[Region pointing data]
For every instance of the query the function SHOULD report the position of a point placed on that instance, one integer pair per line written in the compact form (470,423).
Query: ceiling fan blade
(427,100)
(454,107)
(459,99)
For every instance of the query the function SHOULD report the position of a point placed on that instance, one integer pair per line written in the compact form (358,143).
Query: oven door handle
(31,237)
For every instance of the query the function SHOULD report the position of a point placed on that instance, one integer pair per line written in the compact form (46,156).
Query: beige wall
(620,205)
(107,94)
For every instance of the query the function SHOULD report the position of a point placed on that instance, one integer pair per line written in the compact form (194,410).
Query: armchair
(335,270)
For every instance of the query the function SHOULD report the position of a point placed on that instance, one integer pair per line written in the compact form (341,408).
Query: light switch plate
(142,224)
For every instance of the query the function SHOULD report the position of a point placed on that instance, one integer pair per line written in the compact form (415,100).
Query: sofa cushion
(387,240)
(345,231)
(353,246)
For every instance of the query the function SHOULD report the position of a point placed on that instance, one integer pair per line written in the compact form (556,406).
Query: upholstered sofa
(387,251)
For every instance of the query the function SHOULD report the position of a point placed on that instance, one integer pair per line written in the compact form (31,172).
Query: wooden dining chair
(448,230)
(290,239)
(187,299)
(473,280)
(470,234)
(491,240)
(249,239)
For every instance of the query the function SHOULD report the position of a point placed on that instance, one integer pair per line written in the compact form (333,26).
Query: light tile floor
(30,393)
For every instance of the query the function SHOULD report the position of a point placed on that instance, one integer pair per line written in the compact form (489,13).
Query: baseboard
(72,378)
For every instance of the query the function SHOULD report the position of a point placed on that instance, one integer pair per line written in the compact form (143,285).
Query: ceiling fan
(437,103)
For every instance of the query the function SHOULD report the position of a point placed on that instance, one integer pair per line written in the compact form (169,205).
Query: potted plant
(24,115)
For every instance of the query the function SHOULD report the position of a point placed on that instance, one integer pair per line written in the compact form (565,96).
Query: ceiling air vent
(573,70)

_Description of the task_.
For every record above, print an exact copy.

_Response box_.
For every instance of the query the function SHOULD report the position of a point placed on that instance, one integer pair per line written in the compact form (470,423).
Query: ceiling fan blade
(427,100)
(454,107)
(459,99)
For every instance of the query the function SHOULD report the position of a point placed on that instance, one integer pair per line written in the compact form (358,143).
Query: oven door handle
(31,237)
For every instance of the query the function SHOULD report the position of a point placed on that instance, one integer pair per line written in the compact form (46,156).
Query: beige wall
(620,205)
(107,94)
For every instance of the query the function SHOULD report the position of a point placed on that instance, one integer pair per line written in the compact form (194,410).
Query: armchair
(335,270)
For every instance of the query the function SHOULD report the position of a point placed on that instance, one integer pair per line written in the compact form (341,408).
Query: light switch plate
(142,224)
For every instance of the query the function SHOULD report the position of a point placed on that instance, one integer pair per line written in the compact form (415,100).
Query: sofa cushion
(387,240)
(345,231)
(353,246)
For every instance of the query the function SHOULD report the position of a point placed on that instance, one integer pair per line written in the compact form (556,406).
Query: upholstered sofa
(387,251)
For every instance of the query the function SHOULD report the position of a point placed on that instance, one integer pair per line written in the compact form (31,172).
Query: wooden dining chair
(448,230)
(290,239)
(187,299)
(473,280)
(470,234)
(491,240)
(249,239)
For every instance of the query the function SHOULD report the position of a point placed on that instance, one integer pair per line written in the compact form (333,26).
Query: light tile floor
(30,393)
For every instance of the query the function SHOULD report the position of a point placed on that instance, one integer pair per line written in the compact form (489,13).
Query: baseboard
(72,378)
For every instance of the query the function SHOULD report the position of a point placed on that instance, one integer pair per line written in the compact form (143,285).
Query: ceiling fan
(437,103)
For every instance of the query the function SHOULD report the position of a point placed on that instance, one integer pair per line written in the compact form (169,205).
Query: potted plant
(24,115)
For every instance of the query the function SHOULD report the position of a point placed on that instance, one integer pair per line written in the compact form (565,96).
Query: ceiling air vent
(573,70)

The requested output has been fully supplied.